Information provided –
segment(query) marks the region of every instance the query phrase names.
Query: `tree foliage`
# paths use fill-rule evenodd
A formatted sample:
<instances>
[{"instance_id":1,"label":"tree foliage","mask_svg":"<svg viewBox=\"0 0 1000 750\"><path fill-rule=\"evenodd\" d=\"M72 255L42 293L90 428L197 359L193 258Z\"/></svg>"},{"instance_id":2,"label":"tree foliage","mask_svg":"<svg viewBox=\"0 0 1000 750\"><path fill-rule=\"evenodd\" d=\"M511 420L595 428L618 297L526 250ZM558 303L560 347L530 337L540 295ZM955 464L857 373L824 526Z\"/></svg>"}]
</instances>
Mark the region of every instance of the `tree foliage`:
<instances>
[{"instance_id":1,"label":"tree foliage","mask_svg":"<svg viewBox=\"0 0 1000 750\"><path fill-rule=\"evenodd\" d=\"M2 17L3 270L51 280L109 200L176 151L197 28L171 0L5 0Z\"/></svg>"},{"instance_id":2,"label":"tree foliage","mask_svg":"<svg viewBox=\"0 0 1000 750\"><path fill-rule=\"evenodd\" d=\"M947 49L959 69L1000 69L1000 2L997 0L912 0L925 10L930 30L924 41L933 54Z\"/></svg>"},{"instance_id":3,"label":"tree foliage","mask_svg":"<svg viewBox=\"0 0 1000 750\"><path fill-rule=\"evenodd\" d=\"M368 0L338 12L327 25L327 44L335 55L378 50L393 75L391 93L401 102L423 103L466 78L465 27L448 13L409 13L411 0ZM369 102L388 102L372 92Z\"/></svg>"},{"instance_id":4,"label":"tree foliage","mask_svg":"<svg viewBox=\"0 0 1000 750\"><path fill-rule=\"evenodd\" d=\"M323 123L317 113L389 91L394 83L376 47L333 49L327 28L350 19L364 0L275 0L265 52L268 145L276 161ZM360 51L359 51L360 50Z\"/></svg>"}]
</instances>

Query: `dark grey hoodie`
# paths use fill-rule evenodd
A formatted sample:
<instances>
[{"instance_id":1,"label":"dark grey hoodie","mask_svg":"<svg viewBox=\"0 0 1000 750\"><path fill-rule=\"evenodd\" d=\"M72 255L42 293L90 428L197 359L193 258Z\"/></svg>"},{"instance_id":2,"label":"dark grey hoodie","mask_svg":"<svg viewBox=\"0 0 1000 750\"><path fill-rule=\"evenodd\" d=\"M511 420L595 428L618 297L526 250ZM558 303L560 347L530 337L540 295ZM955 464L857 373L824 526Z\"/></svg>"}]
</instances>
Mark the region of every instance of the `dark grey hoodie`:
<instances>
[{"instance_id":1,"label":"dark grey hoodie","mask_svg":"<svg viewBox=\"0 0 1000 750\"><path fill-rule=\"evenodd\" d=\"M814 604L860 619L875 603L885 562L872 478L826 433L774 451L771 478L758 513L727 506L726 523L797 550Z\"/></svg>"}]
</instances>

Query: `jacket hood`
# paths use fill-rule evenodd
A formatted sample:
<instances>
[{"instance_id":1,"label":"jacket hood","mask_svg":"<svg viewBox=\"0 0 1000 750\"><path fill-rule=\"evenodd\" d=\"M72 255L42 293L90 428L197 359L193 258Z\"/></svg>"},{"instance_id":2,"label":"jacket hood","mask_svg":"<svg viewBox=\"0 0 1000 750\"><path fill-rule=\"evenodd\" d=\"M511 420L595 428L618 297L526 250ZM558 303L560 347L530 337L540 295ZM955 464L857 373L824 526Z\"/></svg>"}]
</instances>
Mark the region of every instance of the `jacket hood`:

Aim of the exercise –
Transcribe all of the lines in the records precisely.

Finished answer –
segment(query) marks the region of every instance the query phrase names.
Query: `tree foliage`
# paths use fill-rule evenodd
A formatted sample:
<instances>
[{"instance_id":1,"label":"tree foliage","mask_svg":"<svg viewBox=\"0 0 1000 750\"><path fill-rule=\"evenodd\" d=\"M72 255L42 293L90 428L197 359L193 258Z\"/></svg>"},{"instance_id":2,"label":"tree foliage","mask_svg":"<svg viewBox=\"0 0 1000 750\"><path fill-rule=\"evenodd\" d=\"M511 420L595 428L618 297L526 250ZM558 303L560 347L530 337L540 295ZM955 464L857 373L824 526Z\"/></svg>"}]
</instances>
Mark the region of every instance of the `tree foliage`:
<instances>
[{"instance_id":1,"label":"tree foliage","mask_svg":"<svg viewBox=\"0 0 1000 750\"><path fill-rule=\"evenodd\" d=\"M2 17L3 270L51 280L109 200L176 151L197 28L171 0L5 0Z\"/></svg>"},{"instance_id":2,"label":"tree foliage","mask_svg":"<svg viewBox=\"0 0 1000 750\"><path fill-rule=\"evenodd\" d=\"M947 49L959 69L1000 69L1000 2L997 0L912 0L925 10L930 30L924 41L933 54Z\"/></svg>"},{"instance_id":3,"label":"tree foliage","mask_svg":"<svg viewBox=\"0 0 1000 750\"><path fill-rule=\"evenodd\" d=\"M368 0L338 12L327 25L327 44L335 55L378 50L393 75L391 93L401 102L423 103L466 78L465 27L448 13L409 13L411 0ZM369 102L388 102L372 92Z\"/></svg>"},{"instance_id":4,"label":"tree foliage","mask_svg":"<svg viewBox=\"0 0 1000 750\"><path fill-rule=\"evenodd\" d=\"M323 123L317 113L389 91L394 83L376 47L333 49L327 28L350 19L364 0L275 0L265 52L268 145L276 161ZM360 51L359 51L360 50Z\"/></svg>"}]
</instances>

Query: `dark grey hoodie`
# paths use fill-rule evenodd
A formatted sample:
<instances>
[{"instance_id":1,"label":"dark grey hoodie","mask_svg":"<svg viewBox=\"0 0 1000 750\"><path fill-rule=\"evenodd\" d=\"M72 255L42 293L90 428L197 359L193 258Z\"/></svg>"},{"instance_id":2,"label":"dark grey hoodie","mask_svg":"<svg viewBox=\"0 0 1000 750\"><path fill-rule=\"evenodd\" d=\"M511 420L595 428L618 297L526 250ZM558 303L560 347L530 337L540 295ZM955 464L857 373L824 526Z\"/></svg>"}]
</instances>
Mark the region of every instance of the `dark grey hoodie`:
<instances>
[{"instance_id":1,"label":"dark grey hoodie","mask_svg":"<svg viewBox=\"0 0 1000 750\"><path fill-rule=\"evenodd\" d=\"M814 604L860 619L875 603L885 562L872 478L826 433L774 451L771 478L758 513L727 506L726 523L797 550Z\"/></svg>"}]
</instances>

Query: `jacket hood`
# paths use fill-rule evenodd
A formatted sample:
<instances>
[{"instance_id":1,"label":"jacket hood","mask_svg":"<svg viewBox=\"0 0 1000 750\"><path fill-rule=\"evenodd\" d=\"M72 255L42 293L90 428L197 359L193 258Z\"/></svg>"},{"instance_id":2,"label":"jacket hood","mask_svg":"<svg viewBox=\"0 0 1000 750\"><path fill-rule=\"evenodd\" d=\"M511 420L595 428L618 297L526 250ZM558 303L560 347L530 337L540 295ZM955 464L857 373L824 526Z\"/></svg>"}]
</instances>
Mark the region of every instance of the `jacket hood`:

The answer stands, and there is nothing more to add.